SÁNCHEZ, Mónica. Zapatos rotos. Barcelona: JP Libros, 2010, 134 pp.
Aunque no se lo crean, hay gente que me aprecia. A decir verdad, yo tampoco me lo creo, porque los que me aprecian me dicen que me calle, y yo no consigo callarme, así que eso ha de significar que no me creo digno de aprecio.
Hace años leí un artículo en prensa titulado Crítica militante, firmado por un tal Ricardo Senabre. Desde que lo leí, no sólo mi vida ha cambiado (fruto, en buena parte, del mero paso del tiempo), sino que además no encuentro el artículo y no puedo darles más referencias. En cualquier caso, Ricardo Senabre se quejaba del desierto español también en cuestiones de crítica literaria. De hecho, terminaba con unos versos, la mar de castellanos, de Antonio Machado.
Como a mí no me gusta opinar, me veo en la obligación de criticar. (Primera acepción de criticar en el DRAE: “Juzgar de las cosas, fundándose en los principios de la ciencia o en las reglas del arte”). Pues bien, tras años de no hacerme querer, he llegado a la conclusión de que el crítico sólo ha de tener en cuenta una cosa a la hora de comentar un texto: El escritor existe.
Sí, el escritor existe. Esto quiere decir que existen los lectores, los mercaderes de libros, los libros publicados, los parásitos de los libros, los tontos y los malos de tomo y lomo, la realidad interior del escritor, y el escritor que ya no es el que escribió el libro publicado. ¿Y qué papel pinta el crítico? Puede ser o bien un parásito que engorda a costa de los libros publicados, o bien un huésped de los libros habidos y por venir, alguien que en simbiosis con la Literatura sólo puedo crecer si hace crecer aquello que lo hospeda.
[Fíjense bien en esta obra de Praxíteles. En efecto, esto no es un botijo]
Apostaría a que Mónica Sánchez resulta muy entretenida cuando cuenta cualquier cosa de viva voz. Se nota en su escritura: es una cuentacuentos por escrito; es decir, es una auténtica narradora. (A quien le escandalice lo de “cuentacuentos”, que vuelva a leerse Las mil y una noches y, por ejemplo, a Saki). Su voz es fluida, dúctil, exuberante. Sus esfuerzos están distribuidos con equilibrio: la prosa avanza con ligereza y la estructura baraja presente y pasado para truncar la monotonía de la linealidad. Se nota la soltura narrativa (se diría que instintiva, se diría que fruto de un trabajo metódico) sobre todo en los diálogos. Por ejemplo, el de la página 44, cuando el protagonista se encuentra en la calle con un viejo amigo de juventud. En otros diálogos, sin embargo, sobre todo en los que participan personajes o bien poco trabajados o bien que encarnan a personas que no dan más de sí, las palabras se acartonan y la narración se desluce.

------------------------------------------------------------

Tus tareas:
- 1) Indica si cada afirmación coincide con la reseña de Zapatos rotos respondiendo sí o no y citando literalmente las palabras que lo deciden: (a) el artículo de Ricardo Senabre terminaba con versos de Antonio Machado; (b) quien escribe la reseña todavía conserva el artículo Crítica militante; (c) uno de los diálogos bien logrados está en la página 44.
- 2) Traduce al inglés esta oración de la reseña de Zapatos rotos: "Sus esfuerzos están distribuidos con equilibrio: la prosa avanza con ligereza y la estructura baraja presente y pasado para truncar la monotonía de la linealidad."
- 3) Prosigue la reseña de Zapatos rotos a partir de su última oración.
Las entradas no guardan relación con la reseña de Zapatos rotos.

(Algunas entradas)
------------------------------------------------------------

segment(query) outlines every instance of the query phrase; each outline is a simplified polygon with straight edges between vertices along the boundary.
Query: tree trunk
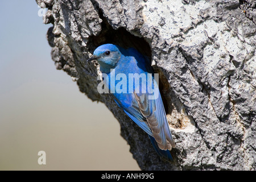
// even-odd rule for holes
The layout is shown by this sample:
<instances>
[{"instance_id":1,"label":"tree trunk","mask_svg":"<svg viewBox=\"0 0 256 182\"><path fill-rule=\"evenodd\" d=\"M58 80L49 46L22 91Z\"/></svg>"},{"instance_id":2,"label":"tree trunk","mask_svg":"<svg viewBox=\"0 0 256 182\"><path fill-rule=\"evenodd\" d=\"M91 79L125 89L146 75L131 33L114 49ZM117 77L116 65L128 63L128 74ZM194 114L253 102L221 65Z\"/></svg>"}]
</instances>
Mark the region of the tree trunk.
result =
<instances>
[{"instance_id":1,"label":"tree trunk","mask_svg":"<svg viewBox=\"0 0 256 182\"><path fill-rule=\"evenodd\" d=\"M57 69L105 104L143 170L255 169L254 0L36 0ZM176 147L161 159L147 135L98 93L98 46L151 57Z\"/></svg>"}]
</instances>

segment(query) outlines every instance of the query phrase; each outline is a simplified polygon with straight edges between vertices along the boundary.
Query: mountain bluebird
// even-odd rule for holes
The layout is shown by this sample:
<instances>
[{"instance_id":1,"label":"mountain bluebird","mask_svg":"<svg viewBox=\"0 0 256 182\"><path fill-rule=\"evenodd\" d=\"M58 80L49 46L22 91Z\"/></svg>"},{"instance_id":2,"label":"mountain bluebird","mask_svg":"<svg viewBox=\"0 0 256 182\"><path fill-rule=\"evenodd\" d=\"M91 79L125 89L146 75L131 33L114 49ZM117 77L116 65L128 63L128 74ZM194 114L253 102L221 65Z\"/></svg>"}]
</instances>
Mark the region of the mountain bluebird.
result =
<instances>
[{"instance_id":1,"label":"mountain bluebird","mask_svg":"<svg viewBox=\"0 0 256 182\"><path fill-rule=\"evenodd\" d=\"M115 102L148 134L157 153L171 160L170 150L175 144L155 81L158 75L152 75L148 59L134 48L107 44L87 61L92 60L100 64L102 82Z\"/></svg>"}]
</instances>

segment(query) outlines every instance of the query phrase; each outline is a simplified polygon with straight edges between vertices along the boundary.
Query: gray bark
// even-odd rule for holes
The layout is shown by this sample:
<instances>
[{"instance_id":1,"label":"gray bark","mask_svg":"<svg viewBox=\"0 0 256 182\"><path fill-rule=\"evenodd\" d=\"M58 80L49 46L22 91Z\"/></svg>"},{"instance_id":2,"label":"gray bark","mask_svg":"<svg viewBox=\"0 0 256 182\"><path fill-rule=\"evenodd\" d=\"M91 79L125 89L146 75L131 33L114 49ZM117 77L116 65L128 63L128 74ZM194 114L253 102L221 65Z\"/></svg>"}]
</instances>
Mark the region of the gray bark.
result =
<instances>
[{"instance_id":1,"label":"gray bark","mask_svg":"<svg viewBox=\"0 0 256 182\"><path fill-rule=\"evenodd\" d=\"M57 69L105 104L142 169L254 170L256 2L254 0L37 0L48 8L47 38ZM147 135L97 90L98 65L86 62L111 43L151 57L176 144L160 159Z\"/></svg>"}]
</instances>

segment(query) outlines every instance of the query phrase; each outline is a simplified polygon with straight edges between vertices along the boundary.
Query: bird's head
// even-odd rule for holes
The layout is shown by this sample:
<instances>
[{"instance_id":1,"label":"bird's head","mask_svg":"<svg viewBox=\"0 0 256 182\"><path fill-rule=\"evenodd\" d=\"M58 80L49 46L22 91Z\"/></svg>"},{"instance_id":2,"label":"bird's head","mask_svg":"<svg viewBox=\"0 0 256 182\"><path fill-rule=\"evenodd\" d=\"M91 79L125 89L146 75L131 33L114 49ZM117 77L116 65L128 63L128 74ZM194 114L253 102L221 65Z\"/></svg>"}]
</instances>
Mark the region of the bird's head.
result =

------------------------------------------------------------

Resultados en orden:
- 1)
(a) Sí: "De hecho, terminaba con unos versos, la mar de castellanos, de Antonio Machado."
(b) No: "no encuentro el artículo y no puedo darles más referencias"
(c) Sí: "Por ejemplo, el de la página 44, cuando el protagonista se encuentra en la calle con un viejo amigo de juventud."

- 2) Her efforts are evenly balanced: the prose moves forward with a light touch, and the structure shuffles present and past to break up the monotony of linearity.

- 3)
Esto me recuerda a lo que todos recordarán, cuando Goethe le repetía una y otra vez a Eckermann que casi lo más importante para el resultado de la obra era que el artista supiese elegir el tema. Mónica Sánchez, al menos la Mónica Sánchez de Zapatos rotos (y en esto hay que insistir, porque el escritor de un libro quizás sea como la luz de una estrella que ya no existe, pues los designios del creador son inescrutables, y el creador mismo, pura metamorfosis); decía que esta Mónica Sánchez es narradora porque la historia que ha elegido (la historia con su tema y sus personajes y con los lectores a los que puede gustar esta historia con este tema y estos personajes) no puede permitirle ser una escritora, una novelista, una literata.
Y quizás a la Mónica Sánchez de Zapatos rotos le importaba un bledo ser una escritora, una novelista y una literata, porque tal vez lo único que quería era contar muy bien una historia de su gusto pensando en lectores de su gusto. Y, sinceramente, ¿qué se podría vituperar en todo esto? Pues nada. El problema radicaría en que, por ejemplo, yo hiciese un botijo precioso y me empeñase en que los demás dijesen que es, qué sé yo, un Apolo de curvas praxitélicas. Miren, por poner un ejemplo (y sin querer trazar comparaciones), ¿recuerdan la Nuria Barrios de Amores patológicos y El zoo sentimental? (Digo esto porque a la última Nuria Barrios, la de El alfabeto de los pájaros, aún no la conozco). Pues bien, si la recuerdan estarán de acuerdo conmigo en que Nuria Barrios es una buena escritora y Mónica Sánchez es una buena narradora.
[La escritora Nuria Barrios]
Alguien, no sé quién, se ha empeñado en repetir en el libro como soporte (y un libro ya lo soporta casi todo) unas palabras de José Jiménez Lozano. Dice el escritor: “Zapatos rotos es una excelente novela desde todos los puntos de vista: hay un drama humano y muchas pasiones en torno, contados a propósito de una nonada, en un lenguaje verdadero, y con unos personajes verdaderos. Y lejos de la sociología y la psicología. Es una novela que, si las cosas no funcionaran según un ya viejo montaje y en medio de una ruina cultural total, resultaría merecedora de uno de los grandes premios que llevan años canonizando lo que es mejor no adjetivar”.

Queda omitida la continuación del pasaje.